=== EXERCISE ===
What lines in the material hold the string "below"? Copy out each of them.

= Beginning of Section =

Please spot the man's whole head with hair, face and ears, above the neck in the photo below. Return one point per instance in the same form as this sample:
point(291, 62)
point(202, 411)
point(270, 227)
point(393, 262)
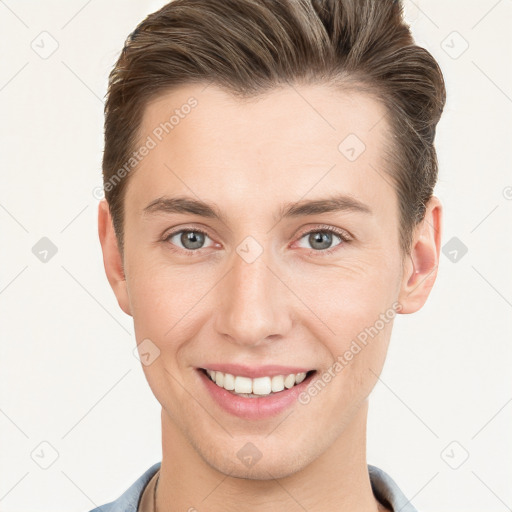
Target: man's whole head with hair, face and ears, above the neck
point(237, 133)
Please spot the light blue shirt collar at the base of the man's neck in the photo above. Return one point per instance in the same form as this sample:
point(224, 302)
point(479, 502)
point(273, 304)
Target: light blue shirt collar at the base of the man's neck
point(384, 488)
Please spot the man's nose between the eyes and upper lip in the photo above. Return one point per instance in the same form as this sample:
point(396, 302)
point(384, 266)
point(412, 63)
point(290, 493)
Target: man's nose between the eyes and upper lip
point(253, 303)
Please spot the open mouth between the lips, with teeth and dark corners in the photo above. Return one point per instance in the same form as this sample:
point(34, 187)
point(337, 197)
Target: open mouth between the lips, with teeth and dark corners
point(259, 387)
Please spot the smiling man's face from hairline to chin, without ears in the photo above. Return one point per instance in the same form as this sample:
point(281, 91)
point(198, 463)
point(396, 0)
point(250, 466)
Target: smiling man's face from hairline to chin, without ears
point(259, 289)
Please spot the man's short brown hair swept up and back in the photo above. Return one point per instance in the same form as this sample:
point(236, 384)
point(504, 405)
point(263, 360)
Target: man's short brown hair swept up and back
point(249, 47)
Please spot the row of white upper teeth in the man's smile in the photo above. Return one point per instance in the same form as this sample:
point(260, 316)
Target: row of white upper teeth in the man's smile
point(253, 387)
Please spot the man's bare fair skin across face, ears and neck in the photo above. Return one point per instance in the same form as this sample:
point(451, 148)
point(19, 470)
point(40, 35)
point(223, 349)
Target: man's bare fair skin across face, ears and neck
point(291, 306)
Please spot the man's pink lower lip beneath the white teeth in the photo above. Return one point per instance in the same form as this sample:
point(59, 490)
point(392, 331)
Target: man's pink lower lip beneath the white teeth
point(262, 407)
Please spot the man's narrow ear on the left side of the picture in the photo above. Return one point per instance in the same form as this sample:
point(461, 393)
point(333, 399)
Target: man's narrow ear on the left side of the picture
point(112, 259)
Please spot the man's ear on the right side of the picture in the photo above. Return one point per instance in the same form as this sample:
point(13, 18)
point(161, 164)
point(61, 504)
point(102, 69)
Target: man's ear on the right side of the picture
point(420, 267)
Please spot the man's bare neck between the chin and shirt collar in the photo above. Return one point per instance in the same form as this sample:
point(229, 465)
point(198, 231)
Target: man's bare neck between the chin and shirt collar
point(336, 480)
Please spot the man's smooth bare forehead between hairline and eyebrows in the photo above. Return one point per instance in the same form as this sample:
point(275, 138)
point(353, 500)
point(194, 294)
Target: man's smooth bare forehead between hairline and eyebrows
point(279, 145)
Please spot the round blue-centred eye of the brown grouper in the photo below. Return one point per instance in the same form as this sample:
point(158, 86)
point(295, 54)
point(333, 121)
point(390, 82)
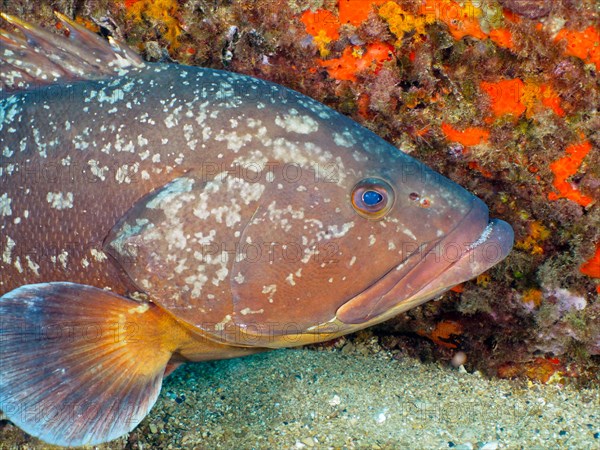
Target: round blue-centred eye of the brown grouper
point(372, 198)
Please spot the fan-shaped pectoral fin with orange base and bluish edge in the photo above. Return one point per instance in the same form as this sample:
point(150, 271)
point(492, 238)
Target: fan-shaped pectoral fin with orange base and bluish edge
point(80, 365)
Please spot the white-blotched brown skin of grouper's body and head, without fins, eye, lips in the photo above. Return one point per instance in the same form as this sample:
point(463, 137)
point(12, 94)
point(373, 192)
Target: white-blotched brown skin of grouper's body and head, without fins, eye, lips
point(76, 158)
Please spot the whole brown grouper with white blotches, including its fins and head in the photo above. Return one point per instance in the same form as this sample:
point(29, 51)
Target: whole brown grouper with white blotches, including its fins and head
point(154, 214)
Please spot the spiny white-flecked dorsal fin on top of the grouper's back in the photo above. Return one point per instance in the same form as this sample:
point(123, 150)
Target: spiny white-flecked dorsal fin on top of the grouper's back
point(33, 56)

= End of Section =

=== RESULT FOR THIS EXERCISE ===
Please spot the man's whole head with hair, face and ears, above the neck in the photo below. Return one point per instance in the same form as this sample:
Please spot the round blue-centred eye of the brown grouper in the photo below. Return one point per instance in the same form as this sample:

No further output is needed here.